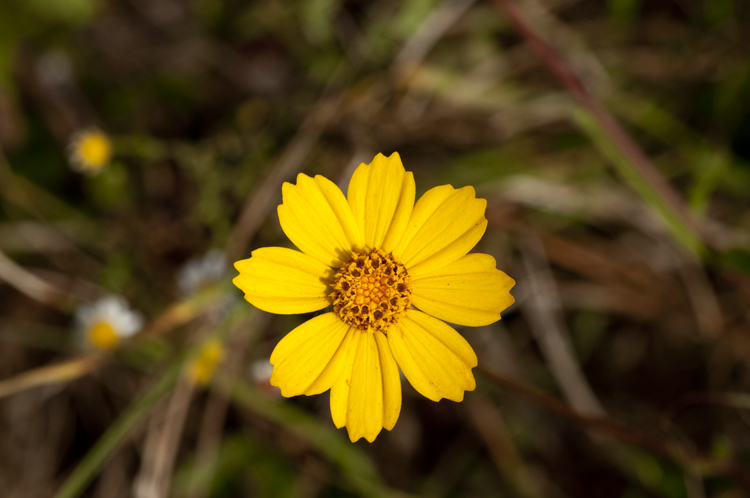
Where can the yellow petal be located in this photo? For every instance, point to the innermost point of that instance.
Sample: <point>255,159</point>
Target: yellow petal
<point>391,383</point>
<point>435,359</point>
<point>446,224</point>
<point>340,409</point>
<point>317,219</point>
<point>365,406</point>
<point>469,291</point>
<point>305,352</point>
<point>284,281</point>
<point>336,366</point>
<point>340,389</point>
<point>381,196</point>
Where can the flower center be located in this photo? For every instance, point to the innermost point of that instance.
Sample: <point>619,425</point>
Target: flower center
<point>103,335</point>
<point>371,291</point>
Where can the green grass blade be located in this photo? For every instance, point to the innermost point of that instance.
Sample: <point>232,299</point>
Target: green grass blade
<point>353,463</point>
<point>86,470</point>
<point>631,175</point>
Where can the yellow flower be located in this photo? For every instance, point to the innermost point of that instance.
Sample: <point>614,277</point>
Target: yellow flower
<point>392,270</point>
<point>202,367</point>
<point>90,151</point>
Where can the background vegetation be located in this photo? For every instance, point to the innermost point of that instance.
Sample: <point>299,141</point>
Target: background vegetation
<point>622,369</point>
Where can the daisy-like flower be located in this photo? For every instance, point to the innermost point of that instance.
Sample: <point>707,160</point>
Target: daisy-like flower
<point>106,322</point>
<point>392,272</point>
<point>201,369</point>
<point>89,151</point>
<point>199,273</point>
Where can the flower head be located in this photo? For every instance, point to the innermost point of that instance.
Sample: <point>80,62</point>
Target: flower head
<point>104,323</point>
<point>201,369</point>
<point>392,270</point>
<point>201,272</point>
<point>89,151</point>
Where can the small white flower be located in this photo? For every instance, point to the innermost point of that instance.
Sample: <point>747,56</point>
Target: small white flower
<point>260,373</point>
<point>104,323</point>
<point>199,273</point>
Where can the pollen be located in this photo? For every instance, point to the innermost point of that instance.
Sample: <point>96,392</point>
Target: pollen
<point>371,291</point>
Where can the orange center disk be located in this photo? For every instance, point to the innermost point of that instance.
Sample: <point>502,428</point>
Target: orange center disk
<point>371,291</point>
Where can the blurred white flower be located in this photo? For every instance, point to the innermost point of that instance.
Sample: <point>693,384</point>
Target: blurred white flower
<point>104,323</point>
<point>199,273</point>
<point>260,373</point>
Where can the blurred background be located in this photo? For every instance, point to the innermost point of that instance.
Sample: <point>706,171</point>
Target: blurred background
<point>143,144</point>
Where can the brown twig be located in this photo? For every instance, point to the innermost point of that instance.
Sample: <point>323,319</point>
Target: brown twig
<point>672,450</point>
<point>606,122</point>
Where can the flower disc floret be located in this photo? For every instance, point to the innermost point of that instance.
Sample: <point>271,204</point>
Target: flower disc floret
<point>371,291</point>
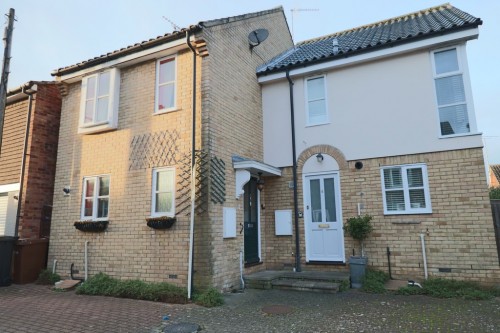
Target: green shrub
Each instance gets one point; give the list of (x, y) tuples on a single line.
[(374, 281), (444, 288), (210, 298), (494, 192), (47, 277), (104, 285)]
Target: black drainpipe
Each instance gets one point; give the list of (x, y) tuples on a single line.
[(193, 144), (294, 168), (23, 163)]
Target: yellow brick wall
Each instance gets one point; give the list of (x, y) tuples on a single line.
[(458, 234)]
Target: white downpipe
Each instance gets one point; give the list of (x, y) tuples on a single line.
[(424, 255), (191, 230), (241, 271), (86, 260)]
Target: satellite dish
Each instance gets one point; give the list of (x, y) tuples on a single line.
[(257, 36)]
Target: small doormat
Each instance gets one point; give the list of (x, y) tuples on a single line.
[(277, 309)]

==================================================

• **Work to complete**: Please reproduce all of the entries above word for word, leaving out the pictures.

• **Answer for the task**:
Where can the yellow petal be located in this photo? For every instance, point to the innermost point of that instance.
Sample: <point>255,159</point>
Target: yellow petal
<point>391,383</point>
<point>435,359</point>
<point>446,224</point>
<point>340,409</point>
<point>317,219</point>
<point>365,406</point>
<point>469,291</point>
<point>305,352</point>
<point>284,281</point>
<point>336,366</point>
<point>340,389</point>
<point>381,196</point>
Where can the flower center be located in this photo? For every instance, point to the innermost point of that instance.
Sample: <point>619,425</point>
Target: flower center
<point>103,335</point>
<point>371,291</point>
Where can the green grass blade be located in this photo? For every instance, point to the innermost point of that instance.
Sample: <point>232,299</point>
Target: green grass blade
<point>353,463</point>
<point>86,470</point>
<point>631,175</point>
Where can the yellow flower be located in this photo? For every instance, point to the innermost point of that instance.
Sample: <point>614,277</point>
Target: yellow flower
<point>392,270</point>
<point>202,367</point>
<point>90,151</point>
Where can the background vegetation be located in this photo? For every instance, point to the innermost point of that instance.
Sample: <point>299,141</point>
Target: background vegetation
<point>622,369</point>
Where can the daisy-like flower be located in this photo? For every instance, point to the innermost point of that instance.
Sample: <point>707,160</point>
Target: daisy-like flower
<point>106,322</point>
<point>392,272</point>
<point>201,369</point>
<point>89,151</point>
<point>199,273</point>
Where can the flower head be located in this photo? For every instance, point to the innermost point of that instance.
Sample: <point>80,62</point>
Target: flower head
<point>104,323</point>
<point>201,369</point>
<point>392,270</point>
<point>201,272</point>
<point>89,151</point>
Where can the small white flower be located in this photo? For every instance, point to the innermost point of that instance.
Sample: <point>747,56</point>
Target: small white flower
<point>260,373</point>
<point>104,323</point>
<point>199,273</point>
Where can the pollen be located in this photo? For every instance, point to the innermost point of that instance.
Sample: <point>96,392</point>
Target: pollen
<point>371,291</point>
Where can the orange center disk be located in this photo? For every instance, point to the innermost point of that instance.
Sample: <point>502,428</point>
Target: orange center disk
<point>371,291</point>
Where can the blurred white flower be located in this photo? For every instance, point to the innermost point of that instance.
Sample: <point>693,384</point>
Target: blurred white flower
<point>104,323</point>
<point>199,273</point>
<point>260,373</point>
Where can the blurred background be located in this photo? For every instance, point to the innermost point of that instance.
Sample: <point>706,171</point>
Target: blurred background
<point>143,144</point>
Where can the brown twig be located in this photo? For every instance, point to the innermost point of that instance.
Sample: <point>323,319</point>
Target: brown twig
<point>672,450</point>
<point>606,122</point>
Where can the flower disc floret be located in this photo? For every instance, point to the innermost point of that instance.
Sample: <point>271,204</point>
Target: flower disc floret
<point>371,291</point>
Target: green shrub
Each instance gets one point; give the list of (x, y) tuples on a single line.
[(374, 281), (444, 288), (210, 298), (494, 192), (47, 277), (104, 285)]
Target: black drainpipe
Each instance gets one point; give the list of (x, y) tuples on a single line.
[(193, 144), (294, 168), (23, 163)]
Target: yellow brick wall
Each instance gets one point; give the list of (x, y) tuples on a single line.
[(458, 234)]
Target: white downpipe
Each instance gets one point; give the list of (x, y) tuples on a single line.
[(424, 255), (191, 230), (241, 271), (86, 260)]
Target: satellite dish
Each instance gets one point; give the list of (x, y) tuples on a single line.
[(257, 36)]
Target: small doormat
Each instance gets one point; give the list of (x, y) tuples on a single line.
[(277, 309)]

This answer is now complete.